* **PASSAGE SHOWN**:
* * * * * * * * *

The loveliest beaches in the places you’d least expect to find them. That was the headline on a classic newspaper travel piece I read a couple of weeks ago. Here were eight of Europe’s “secret beaches”, strangely unfrequented but calling out to be rediscovered.

It was a nicely-written article with lovely photographs. The author started with a September walk down a four-mile stretch of sand which was almost deserted. How totally absurd, she mused, that so few people should be walking in that place. Beyond a “defensive line of dunes” lay an inviting sea and the writer kicked off her shoes and “padded toward it through ash-fine sand the colour of coconut cream”.

Some of you will have guessed what is coming. It may be that you had distant relatives for whom that ash-fine sand was the last surface they ever walked upon and that roaring sea was the next to last thing they ever heard. For the writer was walking beside the Baltic Sea along the beach at the Latvian town of Liepaja. She notes the tumbled Tsarist-era fortress on the shore and sees it as a romantic ruin. Eighty-one years ago, however, it offered an entertainment venue to German soldiers who came to see the mass executions of Latvia’s Jews.

* * * * * * * * *

* **DATA PROVIDED**:

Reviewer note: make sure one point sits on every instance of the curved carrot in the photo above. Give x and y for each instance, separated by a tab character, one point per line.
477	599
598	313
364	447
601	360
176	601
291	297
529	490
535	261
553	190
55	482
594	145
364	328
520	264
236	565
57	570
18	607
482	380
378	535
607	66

* * * * * * * * *

* **DIRECTIONS**:
• a. Answer these questions about the passage on Europe's secret beaches, one per line:
(i) How many "secret beaches" did the newspaper travel piece describe?
(ii) In which month did the travel writer take her walk along the sand?
(iii) What structure on the shore did the writer see as a romantic ruin?
• b. Write a continuation of the passage on Europe's secret beaches, starting right after its final sentence.

* **FINAL ANSWERS**:
• a.
(i) Eight
(ii) September
(iii) The tumbled Tsarist-era fortress

• b.
There were pictures. An electrician working on wiring in the apartment of a German officer based in Liepaja found four rolls of film which he stole, copied and returned. He put the prints in a box and buried them until after the War. In the now-famous grainy black-and-white photographs of women huddled on the beach waiting to be corralled towards the killing trench, you can’t really tell that the sand’s colour is so delightful.

I don’t blame the writer for apparently not knowing any of this. Or maybe she did know and wanted visitors to go to Liepaja and find out its history for themselves almost accidentally and be the more affected by the discovery. I do understand something of the ways of newspapers and I am absolutely certain that the travel desk had not the slightest idea about it. I think they’d rather have recommended a holiday in Chernobyl.

Still, for me it raised a familiar, difficult question, this time rephrased as: at what point can you enjoy the beach again? In large parts of Europe, someone with an education in the Holocaust is continually confronted with associations. It may be a plaque beside the water in Amsterdam telling of the family of five (including Isaac, aged 18 months) who lived in the tall house opposite and who ended as smoke at Sobibor or Belzec. Or it may be a visit to Weimar, a trip to Goethe’s house and then a sudden glimpse of a signpost to Buchenwald.

Or a day by the Berlin lakes and the suggestion of a dip in the water near the pretty suburb of Wannsee.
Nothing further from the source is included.